# [O QUE FAZER]
• 1. Copie do texto sobre o câmbio o trecho que começa nas palavras "Até agora, pelo" e termina logo após "o câmbio livre.".
• 2. Prossiga com o texto sobre o câmbio a partir do ponto em que ele termina.

O câmbio rachou o governo, atraiu a
ira de empresários, expulsou quadros
como Pérsio Arida, alijou outros como
José Serra. E o que estamos descobrindo? Que desvalorizar o real não está
sendo um monstro tão monstruoso.
Até agora, pelo menos.
Há um ano, as reservas estavam tão
altas quanto a credibilidade do governo. Os governadores acabavam de renegociar suas dívidas. Os empresários
ainda não estavam demitindo. Os
partidos aliados já andavam se assanhando, mas mantinham uma certa
compostura. A situação internacional
tremelicava, mas se mantinha.
Com o tempo, deterioraram-se essas
condições favoráveis, até se acenderem os sinais vermelhos. A evidente,
inevitável, inexorável desvalorização
acabou saindo no tapa, no último minuto. E insuficiente. Tanto que dois
dias depois veio o câmbio livre.

# [ITENS FORNECIDOS]

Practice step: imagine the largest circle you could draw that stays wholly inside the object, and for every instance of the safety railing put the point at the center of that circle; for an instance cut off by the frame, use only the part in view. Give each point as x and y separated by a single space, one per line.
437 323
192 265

---

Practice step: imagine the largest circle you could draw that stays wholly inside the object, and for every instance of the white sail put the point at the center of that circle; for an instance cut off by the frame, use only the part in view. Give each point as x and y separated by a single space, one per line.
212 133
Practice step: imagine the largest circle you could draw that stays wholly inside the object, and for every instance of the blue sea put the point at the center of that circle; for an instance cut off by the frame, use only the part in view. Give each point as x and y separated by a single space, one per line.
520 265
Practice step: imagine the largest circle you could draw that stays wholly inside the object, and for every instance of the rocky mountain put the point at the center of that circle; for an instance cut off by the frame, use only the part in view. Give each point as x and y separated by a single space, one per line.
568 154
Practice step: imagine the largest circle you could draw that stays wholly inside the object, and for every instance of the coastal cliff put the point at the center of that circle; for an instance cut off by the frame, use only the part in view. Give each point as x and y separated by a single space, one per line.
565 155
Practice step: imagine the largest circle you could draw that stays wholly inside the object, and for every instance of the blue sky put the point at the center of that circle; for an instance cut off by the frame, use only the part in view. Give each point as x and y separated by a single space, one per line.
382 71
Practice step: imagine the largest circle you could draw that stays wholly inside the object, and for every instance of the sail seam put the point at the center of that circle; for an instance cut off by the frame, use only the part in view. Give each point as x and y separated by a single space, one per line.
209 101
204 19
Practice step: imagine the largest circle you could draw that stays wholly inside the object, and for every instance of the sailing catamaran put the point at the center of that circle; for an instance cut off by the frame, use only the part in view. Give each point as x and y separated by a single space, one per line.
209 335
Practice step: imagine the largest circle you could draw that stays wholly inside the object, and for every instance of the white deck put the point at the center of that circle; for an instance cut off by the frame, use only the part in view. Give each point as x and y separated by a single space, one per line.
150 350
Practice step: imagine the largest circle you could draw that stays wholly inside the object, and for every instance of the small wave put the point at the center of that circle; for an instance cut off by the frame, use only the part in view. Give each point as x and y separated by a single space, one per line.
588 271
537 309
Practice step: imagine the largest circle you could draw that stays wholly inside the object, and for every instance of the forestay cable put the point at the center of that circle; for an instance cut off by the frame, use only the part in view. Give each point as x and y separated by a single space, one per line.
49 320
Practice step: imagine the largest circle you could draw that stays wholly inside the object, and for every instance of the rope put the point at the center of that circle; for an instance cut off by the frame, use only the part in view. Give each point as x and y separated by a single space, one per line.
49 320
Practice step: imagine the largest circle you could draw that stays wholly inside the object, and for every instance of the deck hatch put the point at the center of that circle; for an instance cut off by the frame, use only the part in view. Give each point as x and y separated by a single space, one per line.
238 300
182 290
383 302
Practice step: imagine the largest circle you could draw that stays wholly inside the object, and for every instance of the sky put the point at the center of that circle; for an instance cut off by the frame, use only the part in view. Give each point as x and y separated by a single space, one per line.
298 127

* * *

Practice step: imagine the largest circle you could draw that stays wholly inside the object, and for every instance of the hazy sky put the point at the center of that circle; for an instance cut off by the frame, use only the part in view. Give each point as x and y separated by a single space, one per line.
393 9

# [RESPOSTAS DO EXERCÍCIO]
• 1.
Até agora, pelo menos.
Há um ano, as reservas estavam tão
altas quanto a credibilidade do governo. Os governadores acabavam de renegociar suas dívidas. Os empresários
ainda não estavam demitindo. Os
partidos aliados já andavam se assanhando, mas mantinham uma certa
compostura. A situação internacional
tremelicava, mas se mantinha.
Com o tempo, deterioraram-se essas
condições favoráveis, até se acenderem os sinais vermelhos. A evidente,
inevitável, inexorável desvalorização
acabou saindo no tapa, no último minuto. E insuficiente. Tanto que dois
dias depois veio o câmbio livre.

• 2.
Pois, vejam só, apesar de tudo isso o
Brasil sobreviveu. A taxa ditada pelo
mercado na sexta-feira (R$ 1,47) é
bastante razoável. As Bolsas tiveram
um pique espetacular, e com entrada
de capital externo. A sangria de dólares caiu de quase US$ 1,8 bilhão na
quinta para US$ 340 milhões na sexta.
Já se fala até em liberar o câmbio de
vez.
E mais: um novo aumento de juros
foi descartado, e alguns setores, abatidos pela perversa competição dos importados, recuperam o ânimo. Há até
alguma perspectiva de empregos.
Bem, estamos então no paraíso? A
léguas e léguas disso. Há incertezas,
dúvidas e um pânico renitente e justificável. O Brasil sacode mais do que
avião em nuvem negra. E a famosa estabilidade continua instável.
Mas o secretário dos Direitos Humanos, José Gregori (que não é economista), resumiu: "Tiraram o bode da sala". O bode era o câmbio, um erro que
cresceu como elefante e se arrastou como tartaruga.
Agora é correr contra o tempo e corrigir outros muitos erros. Até porque o
Brasil não aguenta mais. Nem nós.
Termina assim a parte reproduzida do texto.